Data for this task:

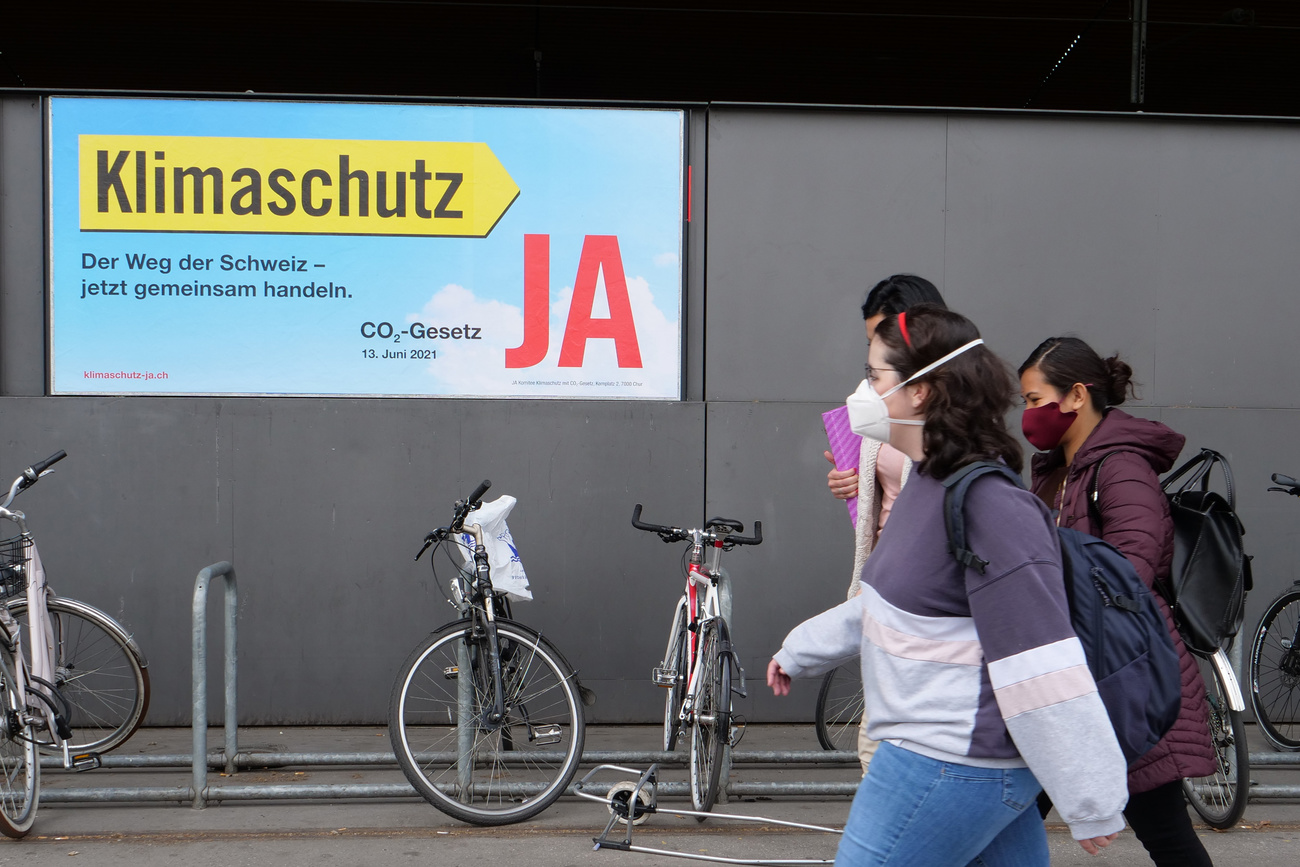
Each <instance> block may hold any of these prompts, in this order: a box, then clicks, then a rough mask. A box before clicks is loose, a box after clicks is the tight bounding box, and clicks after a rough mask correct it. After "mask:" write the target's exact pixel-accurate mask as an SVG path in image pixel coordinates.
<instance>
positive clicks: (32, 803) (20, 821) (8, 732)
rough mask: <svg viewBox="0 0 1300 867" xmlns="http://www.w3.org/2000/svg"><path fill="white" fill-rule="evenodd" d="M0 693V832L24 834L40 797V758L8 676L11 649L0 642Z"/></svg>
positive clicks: (14, 689) (0, 832)
mask: <svg viewBox="0 0 1300 867" xmlns="http://www.w3.org/2000/svg"><path fill="white" fill-rule="evenodd" d="M0 658H3V662H0V680H3V681H4V682H3V684H0V695H3V699H4V708H3V710H4V720H3V724H0V833H4V835H5V836H6V837H14V838H17V837H25V836H27V832H29V831H31V824H32V823H34V822H35V819H36V802H38V801H39V799H40V762H39V760H38V759H36V745H35V738H34V732H32V727H31V724H30V723H26V724H23V723H22V721H21V720H22V718H23V716H25V715H26V714H27V702H26V697H25V695H23V694H22V692H21V690H18V689H17V685H16V684H14V682H13V680H12V675H13V672H14V671H17V669H16V667H14V659H13V651H12V650H10V649H9V646H8V645H6V643H3V642H0Z"/></svg>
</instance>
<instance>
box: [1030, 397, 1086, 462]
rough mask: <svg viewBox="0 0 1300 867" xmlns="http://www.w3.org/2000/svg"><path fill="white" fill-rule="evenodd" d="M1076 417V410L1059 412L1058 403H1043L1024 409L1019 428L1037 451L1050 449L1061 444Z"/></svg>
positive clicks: (1076, 413) (1058, 445) (1077, 417)
mask: <svg viewBox="0 0 1300 867" xmlns="http://www.w3.org/2000/svg"><path fill="white" fill-rule="evenodd" d="M1078 417H1079V413H1078V412H1061V404H1060V403H1056V402H1053V403H1045V404H1043V406H1041V407H1034V408H1032V409H1026V411H1024V413H1023V415H1022V416H1021V430H1022V432H1024V438H1026V439H1028V441H1030V445H1031V446H1034V447H1035V448H1037V450H1039V451H1050V450H1052V448H1056V447H1057V446H1060V445H1061V438H1062V437H1065V432H1066V430H1069V429H1070V425H1073V424H1074V420H1075V419H1078Z"/></svg>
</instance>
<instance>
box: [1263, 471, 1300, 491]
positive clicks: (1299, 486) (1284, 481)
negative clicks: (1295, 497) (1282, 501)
mask: <svg viewBox="0 0 1300 867" xmlns="http://www.w3.org/2000/svg"><path fill="white" fill-rule="evenodd" d="M1273 482H1274V484H1275V485H1282V487H1270V489H1269V490H1270V491H1274V490H1275V491H1282V493H1283V494H1291V495H1292V497H1300V482H1297V481H1296V480H1294V478H1291V477H1290V476H1283V474H1282V473H1273Z"/></svg>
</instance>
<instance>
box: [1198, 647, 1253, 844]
mask: <svg viewBox="0 0 1300 867" xmlns="http://www.w3.org/2000/svg"><path fill="white" fill-rule="evenodd" d="M1229 643H1230V645H1231V642H1229ZM1192 658H1193V659H1196V664H1197V666H1199V668H1200V673H1201V680H1204V681H1205V701H1206V703H1208V705H1209V719H1208V723H1209V729H1210V745H1212V746H1213V747H1214V760H1216V768H1214V772H1213V773H1210V775H1209V776H1204V777H1188V779H1184V780H1183V794H1186V796H1187V799H1188V801H1190V802H1191V805H1192V809H1195V810H1196V812H1197V814H1200V816H1201V819H1204V820H1205V824H1208V825H1210V827H1212V828H1218V829H1219V831H1223V829H1227V828H1231V827H1232V825H1235V824H1236V822H1238V820H1239V819H1240V818H1242V814H1243V812H1245V803H1247V799H1248V797H1249V792H1251V753H1249V745H1248V744H1247V741H1245V721H1244V720H1243V719H1242V711H1244V710H1245V698H1244V697H1243V695H1242V688H1240V685H1239V684H1238V680H1236V675H1235V673H1234V672H1232V664H1231V663H1230V662H1229V658H1227V653H1226V650H1225V649H1222V647H1221V649H1218V650H1216V651H1214V654H1213V655H1210V656H1203V655H1201V654H1199V653H1195V651H1192Z"/></svg>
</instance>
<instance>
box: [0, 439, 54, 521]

Directions for this task: Everything in the listing above must be restated word for word, except the images.

Answer section:
Each <instance> block may hold any of these prompts, in this order: a box, then clicks, then a rough mask. A box before clicks is loose, a box after clicks is the tight bounding box, and clicks after a rough mask correct it. After "mask:" write the target's exact pixel-accurate mask as an SVG path in image pixel coordinates.
<instance>
positive clicks: (32, 803) (20, 821) (8, 732)
rough mask: <svg viewBox="0 0 1300 867" xmlns="http://www.w3.org/2000/svg"><path fill="white" fill-rule="evenodd" d="M0 693V832L24 834L40 797V758L8 676L11 649L0 642Z"/></svg>
positive clicks: (14, 689) (0, 832)
mask: <svg viewBox="0 0 1300 867" xmlns="http://www.w3.org/2000/svg"><path fill="white" fill-rule="evenodd" d="M0 658H3V662H0V680H3V681H4V682H3V684H0V695H3V699H4V708H3V710H4V720H3V724H0V833H4V835H5V836H6V837H14V838H17V837H25V836H27V832H29V831H31V824H32V823H34V822H35V819H36V802H38V801H39V799H40V762H39V760H38V759H36V745H35V738H34V732H32V727H31V724H30V723H26V724H23V723H22V721H21V720H22V718H23V716H25V715H26V714H27V702H26V697H25V695H23V694H22V692H21V690H18V689H17V685H16V684H14V682H13V680H12V675H13V672H14V671H17V669H16V667H14V659H13V651H12V650H10V649H9V646H8V645H6V643H3V642H0Z"/></svg>
</instance>
<instance>
box: [1030, 397, 1086, 462]
rough mask: <svg viewBox="0 0 1300 867" xmlns="http://www.w3.org/2000/svg"><path fill="white" fill-rule="evenodd" d="M1076 417V410L1059 412L1058 403H1043L1024 409L1019 428L1037 451L1050 449L1061 444Z"/></svg>
positive clicks: (1076, 413) (1058, 445) (1077, 417)
mask: <svg viewBox="0 0 1300 867" xmlns="http://www.w3.org/2000/svg"><path fill="white" fill-rule="evenodd" d="M1078 417H1079V413H1078V412H1061V404H1060V403H1056V402H1053V403H1045V404H1043V406H1041V407H1034V408H1032V409H1026V411H1024V413H1023V415H1022V416H1021V430H1022V432H1024V438H1026V439H1028V441H1030V445H1031V446H1034V447H1035V448H1037V450H1039V451H1050V450H1052V448H1056V447H1057V446H1060V445H1061V438H1062V437H1065V432H1066V430H1069V429H1070V425H1073V424H1074V420H1075V419H1078Z"/></svg>
</instance>
<instance>
box: [1263, 471, 1300, 491]
positive clicks: (1299, 486) (1284, 481)
negative clicks: (1295, 497) (1282, 501)
mask: <svg viewBox="0 0 1300 867" xmlns="http://www.w3.org/2000/svg"><path fill="white" fill-rule="evenodd" d="M1273 482H1274V484H1275V485H1282V487H1270V489H1269V490H1270V491H1274V490H1275V491H1282V493H1283V494H1291V495H1292V497H1300V482H1297V481H1296V480H1294V478H1291V477H1290V476H1283V474H1282V473H1273Z"/></svg>
</instance>
<instance>
box: [1198, 647, 1253, 844]
mask: <svg viewBox="0 0 1300 867" xmlns="http://www.w3.org/2000/svg"><path fill="white" fill-rule="evenodd" d="M1229 643H1230V645H1231V642H1229ZM1192 658H1193V659H1196V664H1197V666H1199V668H1200V673H1201V680H1204V681H1205V701H1206V703H1208V705H1209V719H1208V723H1209V729H1210V745H1212V746H1213V747H1214V760H1216V768H1214V772H1213V773H1210V775H1209V776H1204V777H1188V779H1184V780H1183V794H1186V796H1187V799H1188V801H1190V802H1191V805H1192V809H1195V810H1196V812H1197V814H1200V816H1201V819H1204V820H1205V824H1208V825H1210V827H1212V828H1218V829H1219V831H1223V829H1227V828H1231V827H1232V825H1235V824H1236V822H1238V820H1239V819H1240V818H1242V814H1243V812H1245V803H1247V799H1248V797H1249V792H1251V753H1249V745H1248V744H1247V741H1245V721H1244V720H1243V719H1242V711H1244V710H1245V698H1244V697H1243V695H1242V688H1240V685H1239V684H1238V680H1236V675H1235V673H1234V672H1232V664H1231V663H1230V662H1229V658H1227V653H1226V650H1225V649H1222V647H1221V649H1218V650H1216V651H1214V654H1213V655H1210V656H1203V655H1201V654H1199V653H1195V651H1192Z"/></svg>
</instance>
<instance>
box: [0, 439, 54, 521]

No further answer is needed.